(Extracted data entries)
──────────
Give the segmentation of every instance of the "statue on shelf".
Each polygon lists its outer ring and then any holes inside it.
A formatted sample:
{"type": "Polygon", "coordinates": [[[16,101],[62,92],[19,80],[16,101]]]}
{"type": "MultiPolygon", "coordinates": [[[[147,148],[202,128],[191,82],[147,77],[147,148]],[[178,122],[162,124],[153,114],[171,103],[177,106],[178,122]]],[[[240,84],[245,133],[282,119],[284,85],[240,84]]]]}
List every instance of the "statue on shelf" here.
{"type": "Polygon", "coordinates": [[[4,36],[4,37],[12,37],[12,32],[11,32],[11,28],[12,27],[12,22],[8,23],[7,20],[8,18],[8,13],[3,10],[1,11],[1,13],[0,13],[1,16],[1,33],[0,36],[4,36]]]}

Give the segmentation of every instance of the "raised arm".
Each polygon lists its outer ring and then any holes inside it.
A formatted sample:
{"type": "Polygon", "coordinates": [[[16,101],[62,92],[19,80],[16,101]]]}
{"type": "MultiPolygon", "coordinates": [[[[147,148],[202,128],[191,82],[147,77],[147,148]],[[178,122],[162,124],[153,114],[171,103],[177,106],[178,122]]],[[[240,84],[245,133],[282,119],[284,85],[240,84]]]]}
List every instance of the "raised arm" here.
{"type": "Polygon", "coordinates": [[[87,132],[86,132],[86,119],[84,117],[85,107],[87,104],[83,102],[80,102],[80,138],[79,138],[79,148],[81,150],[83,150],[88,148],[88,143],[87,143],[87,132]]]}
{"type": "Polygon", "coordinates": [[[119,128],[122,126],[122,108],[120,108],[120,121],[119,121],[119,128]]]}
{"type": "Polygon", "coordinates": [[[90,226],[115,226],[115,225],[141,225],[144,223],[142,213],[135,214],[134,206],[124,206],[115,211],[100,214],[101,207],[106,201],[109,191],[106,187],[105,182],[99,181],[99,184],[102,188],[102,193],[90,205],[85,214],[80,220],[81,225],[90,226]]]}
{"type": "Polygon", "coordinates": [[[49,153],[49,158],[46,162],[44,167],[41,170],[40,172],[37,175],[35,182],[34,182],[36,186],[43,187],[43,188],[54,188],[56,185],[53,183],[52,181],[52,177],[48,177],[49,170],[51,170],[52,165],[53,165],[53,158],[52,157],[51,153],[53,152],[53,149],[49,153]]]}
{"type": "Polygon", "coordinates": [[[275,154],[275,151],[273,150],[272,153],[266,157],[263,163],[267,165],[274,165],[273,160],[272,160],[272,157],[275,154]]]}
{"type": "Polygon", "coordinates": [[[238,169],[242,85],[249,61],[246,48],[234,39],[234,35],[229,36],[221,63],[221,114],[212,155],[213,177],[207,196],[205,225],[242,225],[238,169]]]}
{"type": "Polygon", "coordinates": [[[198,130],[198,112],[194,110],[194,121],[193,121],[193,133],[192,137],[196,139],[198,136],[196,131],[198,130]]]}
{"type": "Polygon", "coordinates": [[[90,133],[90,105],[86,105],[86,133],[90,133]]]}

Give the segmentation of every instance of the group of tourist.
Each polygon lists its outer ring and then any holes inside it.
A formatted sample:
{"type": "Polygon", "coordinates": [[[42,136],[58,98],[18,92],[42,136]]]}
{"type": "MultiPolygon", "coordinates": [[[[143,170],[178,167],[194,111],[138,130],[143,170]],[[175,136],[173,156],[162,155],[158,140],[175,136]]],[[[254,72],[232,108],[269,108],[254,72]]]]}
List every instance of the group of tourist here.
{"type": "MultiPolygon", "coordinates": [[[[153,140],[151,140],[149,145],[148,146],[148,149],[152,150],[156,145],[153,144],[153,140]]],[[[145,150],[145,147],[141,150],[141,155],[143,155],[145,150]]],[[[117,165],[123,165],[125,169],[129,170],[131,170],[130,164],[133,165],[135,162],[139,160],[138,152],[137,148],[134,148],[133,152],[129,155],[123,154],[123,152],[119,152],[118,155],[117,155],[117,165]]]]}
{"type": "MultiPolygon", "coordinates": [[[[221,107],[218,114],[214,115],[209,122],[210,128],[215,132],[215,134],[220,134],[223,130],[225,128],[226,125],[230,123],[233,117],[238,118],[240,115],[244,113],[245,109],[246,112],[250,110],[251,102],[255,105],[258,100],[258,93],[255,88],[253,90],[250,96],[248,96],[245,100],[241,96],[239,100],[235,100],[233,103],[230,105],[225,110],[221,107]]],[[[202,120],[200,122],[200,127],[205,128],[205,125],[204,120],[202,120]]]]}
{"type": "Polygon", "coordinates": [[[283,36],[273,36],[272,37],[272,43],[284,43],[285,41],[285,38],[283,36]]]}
──────────
Set task
Rewrite every line of the rows above as a numbered list, omitting the blank lines.

Response
1. Give the segmentation of every instance of the "statue on shelf".
2. Each polygon lists its outer ring and then any holes inside it.
3. A formatted sample:
4. {"type": "Polygon", "coordinates": [[[16,101],[62,92],[19,80],[16,101]]]}
5. {"type": "MultiPolygon", "coordinates": [[[[147,148],[202,128],[191,82],[147,77],[147,148]],[[178,122],[162,124],[153,114],[171,103],[177,106],[178,122]]],[[[240,84],[245,133],[282,119],[284,85],[240,84]]]]}
6. List every instance of the "statue on shelf" here.
7. {"type": "Polygon", "coordinates": [[[4,36],[4,37],[12,37],[12,32],[11,32],[11,28],[12,27],[12,22],[8,23],[7,20],[8,18],[8,13],[3,10],[1,11],[1,13],[0,13],[1,16],[1,33],[0,36],[4,36]]]}
8. Give the segmentation of every instance of the "raised arm".
9. Each polygon lists its outer ring and then any holes inside it.
10. A formatted sample:
11. {"type": "Polygon", "coordinates": [[[16,101],[62,92],[19,80],[16,101]]]}
12. {"type": "MultiPolygon", "coordinates": [[[[147,148],[202,128],[191,82],[147,77],[147,148]],[[178,122],[162,124],[153,114],[171,103],[177,106],[178,122]]],[[[240,84],[245,133],[282,119],[284,85],[240,84]]]]}
13. List every instance of the "raised arm" here.
14. {"type": "Polygon", "coordinates": [[[87,132],[86,132],[86,119],[84,117],[85,107],[87,104],[83,102],[80,102],[80,138],[79,138],[79,148],[81,150],[83,150],[88,148],[88,143],[87,143],[87,132]]]}
15. {"type": "Polygon", "coordinates": [[[119,128],[122,126],[122,108],[120,108],[120,121],[119,121],[119,128]]]}
16. {"type": "Polygon", "coordinates": [[[90,226],[115,226],[115,225],[141,225],[144,223],[142,213],[135,214],[134,206],[124,206],[115,211],[100,214],[101,207],[106,201],[109,191],[106,187],[105,182],[99,181],[99,184],[102,188],[102,193],[90,205],[85,214],[80,220],[81,225],[90,226]]]}
17. {"type": "Polygon", "coordinates": [[[49,153],[49,158],[46,162],[44,167],[41,170],[40,172],[37,175],[35,182],[34,182],[36,186],[43,187],[43,188],[54,188],[56,185],[53,183],[52,181],[52,177],[48,177],[49,170],[51,170],[52,165],[53,165],[53,158],[52,157],[51,153],[53,152],[53,149],[49,153]]]}
18. {"type": "Polygon", "coordinates": [[[275,154],[275,151],[273,150],[272,153],[266,157],[263,163],[267,165],[274,165],[273,160],[272,160],[272,157],[275,154]]]}
19. {"type": "Polygon", "coordinates": [[[238,169],[242,85],[249,61],[246,48],[234,39],[234,35],[229,36],[221,63],[221,114],[212,155],[213,177],[207,196],[205,225],[242,225],[238,169]]]}
20. {"type": "Polygon", "coordinates": [[[198,130],[198,112],[194,110],[194,121],[193,121],[193,133],[192,137],[196,139],[198,136],[196,131],[198,130]]]}
21. {"type": "Polygon", "coordinates": [[[90,133],[90,105],[86,105],[86,133],[90,133]]]}
22. Give the segmentation of every instance of the group of tourist.
23. Each polygon lists its outer ring and then any holes inside it.
24. A formatted sample:
25. {"type": "Polygon", "coordinates": [[[42,136],[58,98],[18,92],[42,136]]]}
26. {"type": "MultiPolygon", "coordinates": [[[[143,170],[178,167],[194,111],[138,130],[143,170]],[[175,136],[173,156],[162,155],[158,140],[175,136]]],[[[254,72],[232,108],[269,108],[254,72]]]]}
27. List every instance of the group of tourist here.
28. {"type": "MultiPolygon", "coordinates": [[[[153,140],[151,140],[149,145],[148,146],[148,149],[152,150],[156,145],[153,144],[153,140]]],[[[145,150],[145,147],[141,150],[141,155],[143,155],[145,150]]],[[[117,165],[123,165],[125,169],[129,170],[131,170],[130,164],[133,165],[135,162],[139,160],[138,152],[137,148],[134,148],[133,152],[129,155],[123,154],[123,152],[119,152],[118,155],[117,155],[117,165]]]]}
29. {"type": "MultiPolygon", "coordinates": [[[[221,107],[218,114],[214,115],[209,122],[210,128],[215,132],[215,134],[220,134],[223,130],[225,128],[226,125],[230,123],[233,117],[238,118],[240,115],[244,113],[245,109],[246,112],[250,110],[251,102],[255,105],[258,100],[258,93],[255,88],[253,90],[250,96],[248,96],[245,100],[241,96],[239,100],[235,100],[233,103],[230,105],[225,110],[221,107]]],[[[202,120],[200,122],[200,127],[205,128],[205,125],[204,120],[202,120]]]]}
30. {"type": "Polygon", "coordinates": [[[283,36],[273,36],[272,37],[272,43],[284,43],[285,41],[285,38],[283,36]]]}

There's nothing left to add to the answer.